• EXERCISE MATERIAL
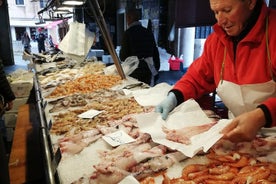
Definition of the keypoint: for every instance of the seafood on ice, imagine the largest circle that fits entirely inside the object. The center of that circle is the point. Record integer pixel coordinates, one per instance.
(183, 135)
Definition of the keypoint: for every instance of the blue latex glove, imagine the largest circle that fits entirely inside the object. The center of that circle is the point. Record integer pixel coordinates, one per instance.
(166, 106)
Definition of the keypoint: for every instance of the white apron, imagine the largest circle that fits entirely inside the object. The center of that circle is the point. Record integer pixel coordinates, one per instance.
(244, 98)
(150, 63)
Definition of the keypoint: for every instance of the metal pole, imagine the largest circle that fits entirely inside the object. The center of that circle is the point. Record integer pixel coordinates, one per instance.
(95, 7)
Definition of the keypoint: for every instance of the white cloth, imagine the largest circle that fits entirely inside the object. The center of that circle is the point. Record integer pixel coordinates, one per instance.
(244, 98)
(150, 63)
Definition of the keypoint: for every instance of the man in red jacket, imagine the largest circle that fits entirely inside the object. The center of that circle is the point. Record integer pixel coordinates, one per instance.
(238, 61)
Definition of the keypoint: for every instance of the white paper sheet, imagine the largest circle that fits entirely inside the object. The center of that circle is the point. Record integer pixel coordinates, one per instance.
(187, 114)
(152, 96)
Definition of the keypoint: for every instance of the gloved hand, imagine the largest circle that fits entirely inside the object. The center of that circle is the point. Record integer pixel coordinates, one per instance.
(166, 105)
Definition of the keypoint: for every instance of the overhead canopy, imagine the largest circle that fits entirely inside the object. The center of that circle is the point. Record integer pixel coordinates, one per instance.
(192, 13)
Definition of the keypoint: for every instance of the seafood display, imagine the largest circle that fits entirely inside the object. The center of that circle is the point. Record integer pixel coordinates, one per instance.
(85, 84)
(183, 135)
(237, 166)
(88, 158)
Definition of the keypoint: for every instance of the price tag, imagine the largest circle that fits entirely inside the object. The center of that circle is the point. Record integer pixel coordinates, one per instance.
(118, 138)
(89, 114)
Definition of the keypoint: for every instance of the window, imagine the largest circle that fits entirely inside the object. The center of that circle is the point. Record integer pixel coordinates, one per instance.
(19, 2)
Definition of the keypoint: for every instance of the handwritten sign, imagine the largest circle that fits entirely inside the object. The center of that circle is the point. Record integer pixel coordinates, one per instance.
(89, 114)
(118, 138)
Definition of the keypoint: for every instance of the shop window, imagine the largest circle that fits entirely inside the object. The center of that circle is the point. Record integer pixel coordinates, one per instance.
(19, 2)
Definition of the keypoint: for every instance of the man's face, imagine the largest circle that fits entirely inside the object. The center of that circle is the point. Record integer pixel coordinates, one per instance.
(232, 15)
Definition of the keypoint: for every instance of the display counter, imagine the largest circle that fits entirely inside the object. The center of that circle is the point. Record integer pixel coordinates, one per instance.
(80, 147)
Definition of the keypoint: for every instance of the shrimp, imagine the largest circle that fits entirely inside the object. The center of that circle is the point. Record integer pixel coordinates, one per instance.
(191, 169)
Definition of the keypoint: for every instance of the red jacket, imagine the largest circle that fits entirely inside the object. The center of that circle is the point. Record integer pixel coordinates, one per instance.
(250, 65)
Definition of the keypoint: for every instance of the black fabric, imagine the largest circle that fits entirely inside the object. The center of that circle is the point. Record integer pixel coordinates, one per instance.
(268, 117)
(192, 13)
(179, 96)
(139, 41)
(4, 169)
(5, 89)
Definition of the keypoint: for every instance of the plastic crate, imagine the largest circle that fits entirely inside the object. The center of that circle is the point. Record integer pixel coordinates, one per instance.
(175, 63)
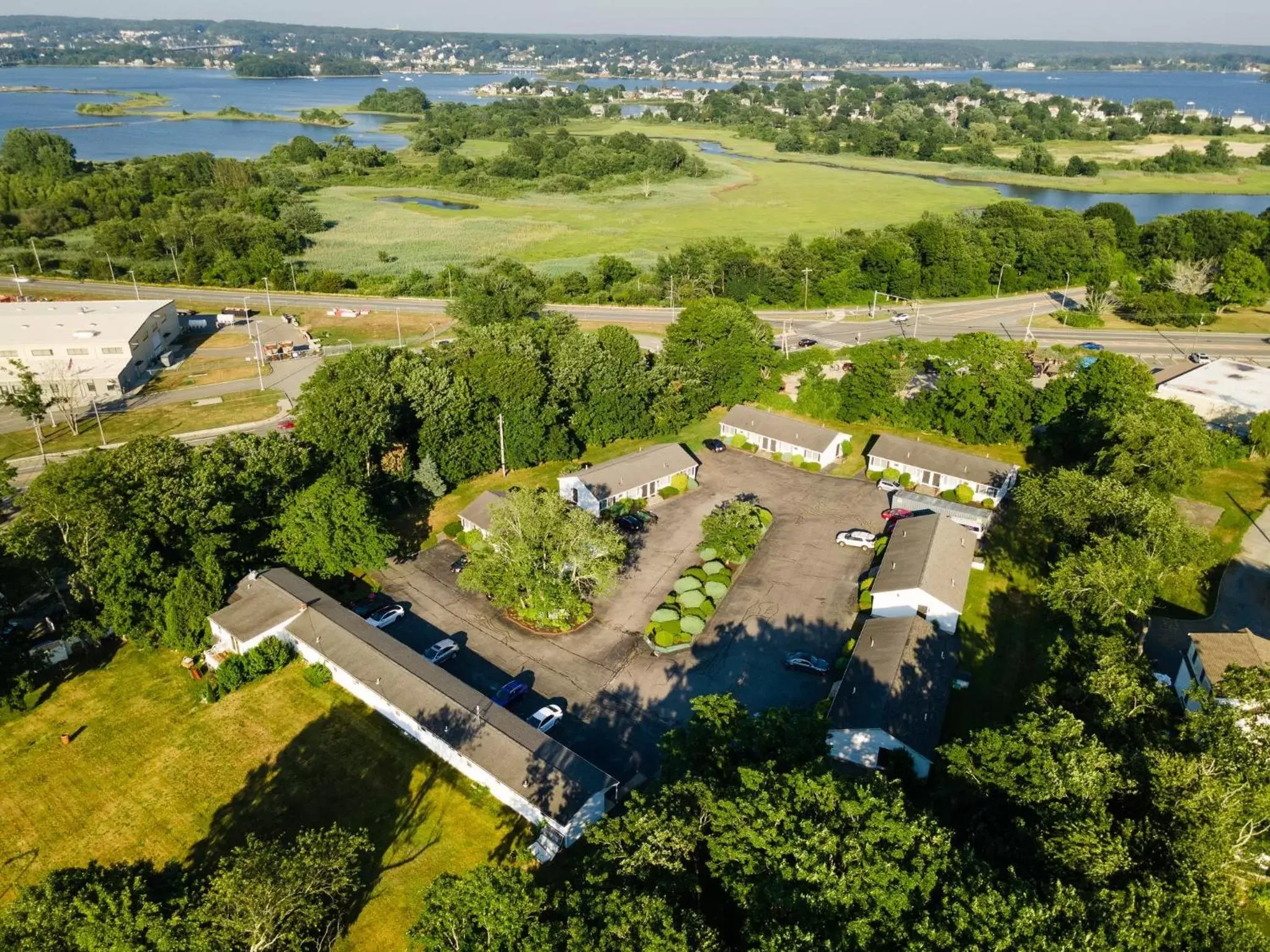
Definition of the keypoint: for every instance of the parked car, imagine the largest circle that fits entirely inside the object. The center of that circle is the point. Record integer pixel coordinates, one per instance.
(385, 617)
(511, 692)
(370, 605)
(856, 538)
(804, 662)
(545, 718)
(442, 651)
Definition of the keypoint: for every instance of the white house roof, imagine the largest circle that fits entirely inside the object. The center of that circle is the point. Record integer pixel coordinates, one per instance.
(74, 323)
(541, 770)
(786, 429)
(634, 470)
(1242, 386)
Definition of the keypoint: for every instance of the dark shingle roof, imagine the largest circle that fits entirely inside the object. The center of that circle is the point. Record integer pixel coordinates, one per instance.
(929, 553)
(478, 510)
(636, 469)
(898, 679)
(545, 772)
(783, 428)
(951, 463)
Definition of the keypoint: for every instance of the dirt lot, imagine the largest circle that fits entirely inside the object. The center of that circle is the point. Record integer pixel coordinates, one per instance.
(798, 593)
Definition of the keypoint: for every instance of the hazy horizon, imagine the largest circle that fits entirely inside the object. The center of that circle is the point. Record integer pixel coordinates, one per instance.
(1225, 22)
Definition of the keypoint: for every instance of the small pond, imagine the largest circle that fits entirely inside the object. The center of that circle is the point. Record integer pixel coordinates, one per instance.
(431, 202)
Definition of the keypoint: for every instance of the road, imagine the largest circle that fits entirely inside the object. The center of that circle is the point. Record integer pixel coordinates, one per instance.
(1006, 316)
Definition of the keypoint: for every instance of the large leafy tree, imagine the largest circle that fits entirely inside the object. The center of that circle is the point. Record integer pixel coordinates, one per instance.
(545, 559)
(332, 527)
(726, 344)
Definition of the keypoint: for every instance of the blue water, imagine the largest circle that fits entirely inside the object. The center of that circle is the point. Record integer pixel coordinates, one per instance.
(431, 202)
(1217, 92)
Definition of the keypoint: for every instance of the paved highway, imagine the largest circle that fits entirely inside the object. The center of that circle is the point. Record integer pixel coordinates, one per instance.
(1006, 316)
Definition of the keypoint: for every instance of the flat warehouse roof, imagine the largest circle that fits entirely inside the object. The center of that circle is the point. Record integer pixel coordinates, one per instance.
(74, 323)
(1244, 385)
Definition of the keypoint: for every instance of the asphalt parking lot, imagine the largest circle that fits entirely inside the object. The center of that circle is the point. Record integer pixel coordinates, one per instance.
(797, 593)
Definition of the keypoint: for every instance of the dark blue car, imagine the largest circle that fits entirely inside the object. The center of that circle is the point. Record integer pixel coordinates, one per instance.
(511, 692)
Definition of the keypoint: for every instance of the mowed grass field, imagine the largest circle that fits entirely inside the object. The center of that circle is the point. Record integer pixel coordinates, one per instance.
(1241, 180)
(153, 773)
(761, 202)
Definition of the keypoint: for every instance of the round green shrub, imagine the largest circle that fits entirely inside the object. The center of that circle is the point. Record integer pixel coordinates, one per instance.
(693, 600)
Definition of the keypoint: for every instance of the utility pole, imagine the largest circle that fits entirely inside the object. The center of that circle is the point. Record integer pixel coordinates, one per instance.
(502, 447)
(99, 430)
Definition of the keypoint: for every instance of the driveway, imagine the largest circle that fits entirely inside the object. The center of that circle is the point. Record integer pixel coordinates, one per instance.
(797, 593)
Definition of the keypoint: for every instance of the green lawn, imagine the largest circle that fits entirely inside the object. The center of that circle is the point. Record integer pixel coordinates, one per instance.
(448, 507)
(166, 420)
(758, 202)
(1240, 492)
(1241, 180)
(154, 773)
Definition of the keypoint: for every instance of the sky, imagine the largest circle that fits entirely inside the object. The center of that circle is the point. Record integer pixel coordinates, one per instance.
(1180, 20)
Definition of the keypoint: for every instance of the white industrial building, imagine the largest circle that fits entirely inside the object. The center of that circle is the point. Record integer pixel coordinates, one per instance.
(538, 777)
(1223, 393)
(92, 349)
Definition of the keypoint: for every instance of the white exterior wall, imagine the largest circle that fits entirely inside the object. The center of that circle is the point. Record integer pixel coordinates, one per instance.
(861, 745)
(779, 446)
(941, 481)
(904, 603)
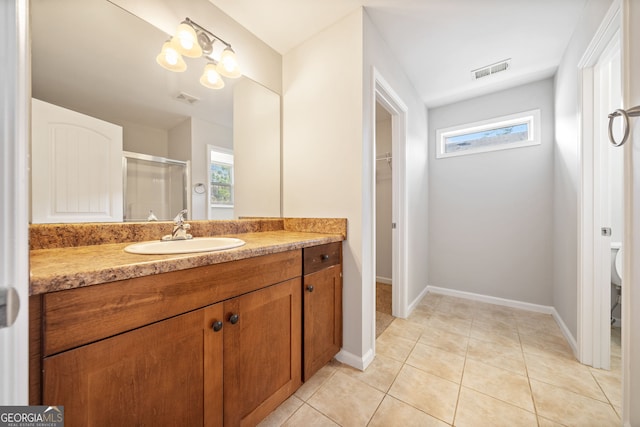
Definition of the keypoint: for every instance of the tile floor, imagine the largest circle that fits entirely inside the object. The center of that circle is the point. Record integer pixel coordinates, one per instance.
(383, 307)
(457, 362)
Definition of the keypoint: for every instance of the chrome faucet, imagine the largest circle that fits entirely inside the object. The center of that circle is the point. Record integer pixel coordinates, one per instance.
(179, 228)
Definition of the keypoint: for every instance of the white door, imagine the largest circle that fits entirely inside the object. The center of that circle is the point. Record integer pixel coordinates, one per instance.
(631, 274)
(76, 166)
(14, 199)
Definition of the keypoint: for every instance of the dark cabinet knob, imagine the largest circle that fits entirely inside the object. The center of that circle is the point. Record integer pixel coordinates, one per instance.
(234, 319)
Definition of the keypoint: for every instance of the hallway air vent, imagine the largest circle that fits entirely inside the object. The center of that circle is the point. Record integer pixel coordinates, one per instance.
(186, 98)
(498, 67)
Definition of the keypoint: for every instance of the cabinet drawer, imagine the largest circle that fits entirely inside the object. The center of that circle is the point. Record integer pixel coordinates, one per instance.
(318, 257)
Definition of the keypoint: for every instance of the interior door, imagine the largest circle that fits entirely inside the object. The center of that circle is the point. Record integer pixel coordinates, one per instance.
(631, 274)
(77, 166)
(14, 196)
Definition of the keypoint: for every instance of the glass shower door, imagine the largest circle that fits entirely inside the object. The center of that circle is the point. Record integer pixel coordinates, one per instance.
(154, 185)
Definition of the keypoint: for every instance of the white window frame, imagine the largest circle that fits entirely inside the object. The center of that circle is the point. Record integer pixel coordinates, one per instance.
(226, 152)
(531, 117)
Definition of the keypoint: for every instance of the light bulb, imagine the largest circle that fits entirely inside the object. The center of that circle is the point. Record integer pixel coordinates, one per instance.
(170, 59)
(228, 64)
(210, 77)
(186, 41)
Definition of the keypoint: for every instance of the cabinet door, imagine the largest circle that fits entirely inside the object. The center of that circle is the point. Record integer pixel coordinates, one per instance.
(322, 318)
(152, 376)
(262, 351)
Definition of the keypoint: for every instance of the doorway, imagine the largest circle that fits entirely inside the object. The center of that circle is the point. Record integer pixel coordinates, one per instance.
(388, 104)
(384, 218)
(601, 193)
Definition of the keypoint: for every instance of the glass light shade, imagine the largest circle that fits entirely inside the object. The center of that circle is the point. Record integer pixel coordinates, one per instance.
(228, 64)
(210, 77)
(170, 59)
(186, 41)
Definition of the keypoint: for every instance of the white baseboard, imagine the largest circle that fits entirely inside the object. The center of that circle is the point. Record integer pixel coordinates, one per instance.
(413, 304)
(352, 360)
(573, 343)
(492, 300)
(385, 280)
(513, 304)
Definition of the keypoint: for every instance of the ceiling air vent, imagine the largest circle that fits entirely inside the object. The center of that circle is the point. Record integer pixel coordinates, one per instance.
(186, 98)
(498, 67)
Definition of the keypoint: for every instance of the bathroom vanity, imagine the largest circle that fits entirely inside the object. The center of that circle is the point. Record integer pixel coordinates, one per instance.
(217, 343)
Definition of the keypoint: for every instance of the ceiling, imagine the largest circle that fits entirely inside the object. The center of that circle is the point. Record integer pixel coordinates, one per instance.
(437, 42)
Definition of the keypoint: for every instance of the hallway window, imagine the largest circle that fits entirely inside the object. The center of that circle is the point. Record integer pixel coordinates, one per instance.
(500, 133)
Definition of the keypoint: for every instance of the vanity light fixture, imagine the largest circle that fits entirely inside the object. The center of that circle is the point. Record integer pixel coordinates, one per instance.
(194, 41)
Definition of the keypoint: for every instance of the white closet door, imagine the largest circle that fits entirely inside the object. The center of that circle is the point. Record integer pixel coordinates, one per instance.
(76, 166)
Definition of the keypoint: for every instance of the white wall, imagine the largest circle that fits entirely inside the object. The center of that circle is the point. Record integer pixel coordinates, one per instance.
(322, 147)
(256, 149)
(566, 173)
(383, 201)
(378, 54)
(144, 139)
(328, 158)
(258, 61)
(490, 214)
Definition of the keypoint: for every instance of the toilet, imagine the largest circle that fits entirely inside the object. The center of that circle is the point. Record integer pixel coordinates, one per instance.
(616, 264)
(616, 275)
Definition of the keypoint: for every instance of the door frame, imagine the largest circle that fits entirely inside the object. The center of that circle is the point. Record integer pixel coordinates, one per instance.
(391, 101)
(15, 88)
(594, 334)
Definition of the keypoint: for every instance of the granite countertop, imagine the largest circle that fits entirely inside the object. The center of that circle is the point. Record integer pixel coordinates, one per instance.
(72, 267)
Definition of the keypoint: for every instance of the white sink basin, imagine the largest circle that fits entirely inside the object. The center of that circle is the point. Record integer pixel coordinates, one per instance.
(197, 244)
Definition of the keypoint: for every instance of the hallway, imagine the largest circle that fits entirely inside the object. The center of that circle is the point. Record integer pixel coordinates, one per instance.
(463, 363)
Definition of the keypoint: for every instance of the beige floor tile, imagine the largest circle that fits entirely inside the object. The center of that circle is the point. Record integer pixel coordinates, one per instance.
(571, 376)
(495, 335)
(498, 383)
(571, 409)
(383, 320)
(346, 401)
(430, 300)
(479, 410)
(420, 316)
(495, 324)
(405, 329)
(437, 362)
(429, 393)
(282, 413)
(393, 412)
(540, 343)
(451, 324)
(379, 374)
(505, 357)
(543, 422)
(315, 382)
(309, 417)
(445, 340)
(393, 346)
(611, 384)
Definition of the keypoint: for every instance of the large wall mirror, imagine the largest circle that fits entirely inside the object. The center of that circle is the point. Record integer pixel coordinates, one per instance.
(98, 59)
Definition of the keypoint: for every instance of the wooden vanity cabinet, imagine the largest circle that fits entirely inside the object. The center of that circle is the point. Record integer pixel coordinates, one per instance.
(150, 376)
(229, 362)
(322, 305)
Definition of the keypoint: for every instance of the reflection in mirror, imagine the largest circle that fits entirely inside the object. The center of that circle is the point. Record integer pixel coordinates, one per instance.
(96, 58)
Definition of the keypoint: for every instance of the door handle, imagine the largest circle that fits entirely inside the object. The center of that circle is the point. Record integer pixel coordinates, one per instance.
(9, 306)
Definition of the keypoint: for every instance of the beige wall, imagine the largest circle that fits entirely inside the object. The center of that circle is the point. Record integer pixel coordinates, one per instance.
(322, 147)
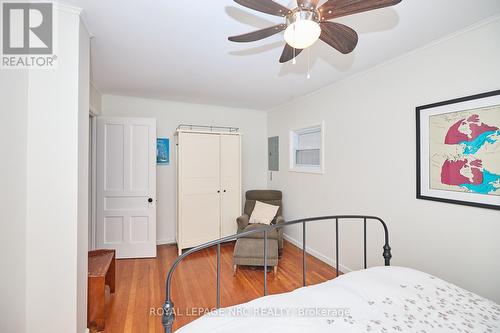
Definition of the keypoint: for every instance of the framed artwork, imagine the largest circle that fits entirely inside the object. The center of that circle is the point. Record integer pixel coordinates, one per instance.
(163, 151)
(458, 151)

• THE PROBLEM
From the line containing "Definition of the keypoint: for every instance of the reflection" to the end of the data above, give those lines again verbatim, with both endpoints included and no images.

• OUTPUT
Definition of the keypoint: for every instance of the reflection in mirror, imagine the largest circle that fits entirely inside the object. The center of that circle is the point. Record integer pixel coordinates, one per instance.
(96, 58)
Definition of the keypoint: for every instance of the door handle, imagine the largest circle that fits entirely inside the object. The center of that circle is the point. Record integer pixel coordinates, one per instance.
(9, 306)
Definition of the keypoint: for every instance of the beige wall, imagine the largest circle that fits entirely inside the object. The center of that circle is the point. Record integer pixel coordinates, one per instance.
(322, 147)
Definition of the keypoint: for every instance of the framed artwork, imagine the largest circle that fits entirely inside the object. The center of that circle is the point. Record integer pixel coordinates, one per instance.
(163, 151)
(458, 151)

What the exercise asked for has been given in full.